[SHORT PROBLEM]: Reproduce the material below verbatim, starting with the line that contains "Mark one point per instance of the railway" and going on through its final line.
-- START --
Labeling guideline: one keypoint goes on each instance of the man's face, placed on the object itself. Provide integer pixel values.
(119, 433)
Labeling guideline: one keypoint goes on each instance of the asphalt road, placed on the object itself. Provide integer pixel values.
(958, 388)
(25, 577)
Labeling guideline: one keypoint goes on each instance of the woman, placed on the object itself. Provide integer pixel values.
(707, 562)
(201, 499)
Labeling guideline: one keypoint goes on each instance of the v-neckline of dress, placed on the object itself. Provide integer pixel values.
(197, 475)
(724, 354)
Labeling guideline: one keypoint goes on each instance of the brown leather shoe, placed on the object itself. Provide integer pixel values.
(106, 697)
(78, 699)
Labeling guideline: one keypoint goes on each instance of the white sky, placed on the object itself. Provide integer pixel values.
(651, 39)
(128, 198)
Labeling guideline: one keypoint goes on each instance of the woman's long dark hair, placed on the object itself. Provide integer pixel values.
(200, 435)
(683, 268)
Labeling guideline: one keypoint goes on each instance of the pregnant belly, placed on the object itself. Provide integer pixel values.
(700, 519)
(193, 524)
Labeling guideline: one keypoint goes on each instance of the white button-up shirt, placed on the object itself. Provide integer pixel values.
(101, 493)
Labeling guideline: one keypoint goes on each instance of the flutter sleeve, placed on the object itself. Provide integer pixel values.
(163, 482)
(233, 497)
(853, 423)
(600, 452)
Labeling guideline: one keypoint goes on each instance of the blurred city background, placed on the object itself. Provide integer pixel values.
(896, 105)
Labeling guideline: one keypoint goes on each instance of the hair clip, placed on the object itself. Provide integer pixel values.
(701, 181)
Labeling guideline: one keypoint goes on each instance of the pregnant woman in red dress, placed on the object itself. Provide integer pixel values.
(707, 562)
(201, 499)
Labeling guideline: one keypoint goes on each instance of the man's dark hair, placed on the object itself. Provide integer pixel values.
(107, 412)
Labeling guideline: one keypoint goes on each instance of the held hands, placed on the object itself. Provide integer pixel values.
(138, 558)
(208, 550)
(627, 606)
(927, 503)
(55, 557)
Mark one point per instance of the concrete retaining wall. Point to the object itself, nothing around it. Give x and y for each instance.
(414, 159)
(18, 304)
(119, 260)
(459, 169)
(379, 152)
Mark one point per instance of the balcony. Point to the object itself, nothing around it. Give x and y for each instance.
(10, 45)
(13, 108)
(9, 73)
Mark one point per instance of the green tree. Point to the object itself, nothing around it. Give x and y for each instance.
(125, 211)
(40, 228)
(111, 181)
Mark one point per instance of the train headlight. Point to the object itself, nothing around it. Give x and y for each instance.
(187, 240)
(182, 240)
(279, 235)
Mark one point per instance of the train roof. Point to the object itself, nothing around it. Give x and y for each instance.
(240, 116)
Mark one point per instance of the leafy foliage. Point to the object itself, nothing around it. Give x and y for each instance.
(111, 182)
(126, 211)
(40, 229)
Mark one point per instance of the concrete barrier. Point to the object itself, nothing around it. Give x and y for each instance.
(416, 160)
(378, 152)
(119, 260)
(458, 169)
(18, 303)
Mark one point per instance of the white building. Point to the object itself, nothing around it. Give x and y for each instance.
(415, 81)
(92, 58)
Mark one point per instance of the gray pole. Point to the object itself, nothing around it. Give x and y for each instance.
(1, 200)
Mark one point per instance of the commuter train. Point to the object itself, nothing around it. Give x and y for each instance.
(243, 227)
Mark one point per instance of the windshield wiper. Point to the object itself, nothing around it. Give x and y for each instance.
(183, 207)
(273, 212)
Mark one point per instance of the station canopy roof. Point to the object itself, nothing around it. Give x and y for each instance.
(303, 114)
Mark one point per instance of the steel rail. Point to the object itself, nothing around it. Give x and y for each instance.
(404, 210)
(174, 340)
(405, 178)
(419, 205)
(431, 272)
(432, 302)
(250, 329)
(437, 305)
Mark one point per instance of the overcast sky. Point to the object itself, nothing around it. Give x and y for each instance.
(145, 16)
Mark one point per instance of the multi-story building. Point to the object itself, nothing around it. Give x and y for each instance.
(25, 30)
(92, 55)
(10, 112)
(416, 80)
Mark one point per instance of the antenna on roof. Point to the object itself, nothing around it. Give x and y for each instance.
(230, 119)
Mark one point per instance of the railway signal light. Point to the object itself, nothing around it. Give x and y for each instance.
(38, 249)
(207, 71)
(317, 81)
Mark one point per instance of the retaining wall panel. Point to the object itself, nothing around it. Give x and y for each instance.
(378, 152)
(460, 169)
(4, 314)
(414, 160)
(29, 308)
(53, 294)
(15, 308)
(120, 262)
-- END --
[SOLUTION TO THE PROBLEM]:
Mark one point per instance of the railway signal light. Point to the object itself, nothing around it. Give x and y for each instance.
(38, 249)
(207, 71)
(317, 81)
Mark one point per instance of the retaining wall panel. Point to the object itself, nothing around it. Give x and y for each instance.
(378, 152)
(460, 169)
(4, 314)
(414, 160)
(29, 308)
(53, 294)
(15, 308)
(120, 262)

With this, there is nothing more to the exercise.